***** RECORDS FOR THE TASK

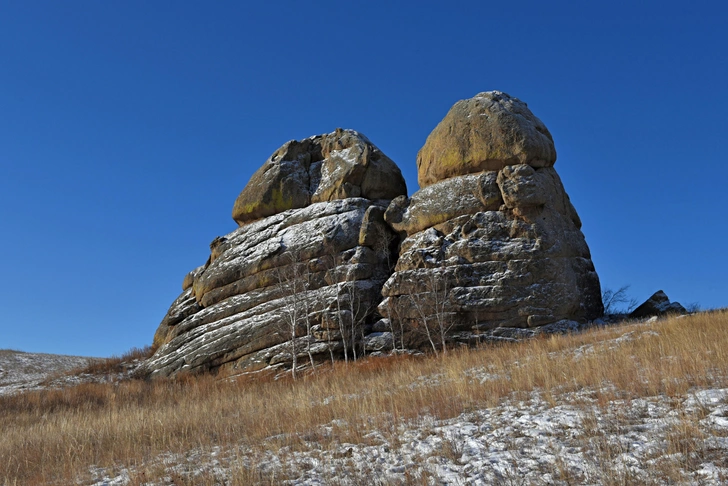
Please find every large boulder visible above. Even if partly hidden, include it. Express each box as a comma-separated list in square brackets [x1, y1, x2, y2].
[417, 91, 556, 188]
[629, 290, 688, 318]
[379, 92, 603, 347]
[233, 129, 407, 225]
[145, 130, 406, 377]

**********

◆ **TASK GOAL**
Switch "boulder" to "rock" throughout the data above and write those lines again with nothing else changed. Leave out the pictures.

◆ **CORRECT RESPONSE**
Please find every large rock visible above. Even if partly hidden, include it. Express each box as a comma-separated list in square brackets [x1, y1, x2, y2].
[417, 91, 556, 188]
[629, 290, 688, 318]
[379, 92, 603, 347]
[233, 129, 407, 225]
[145, 130, 406, 377]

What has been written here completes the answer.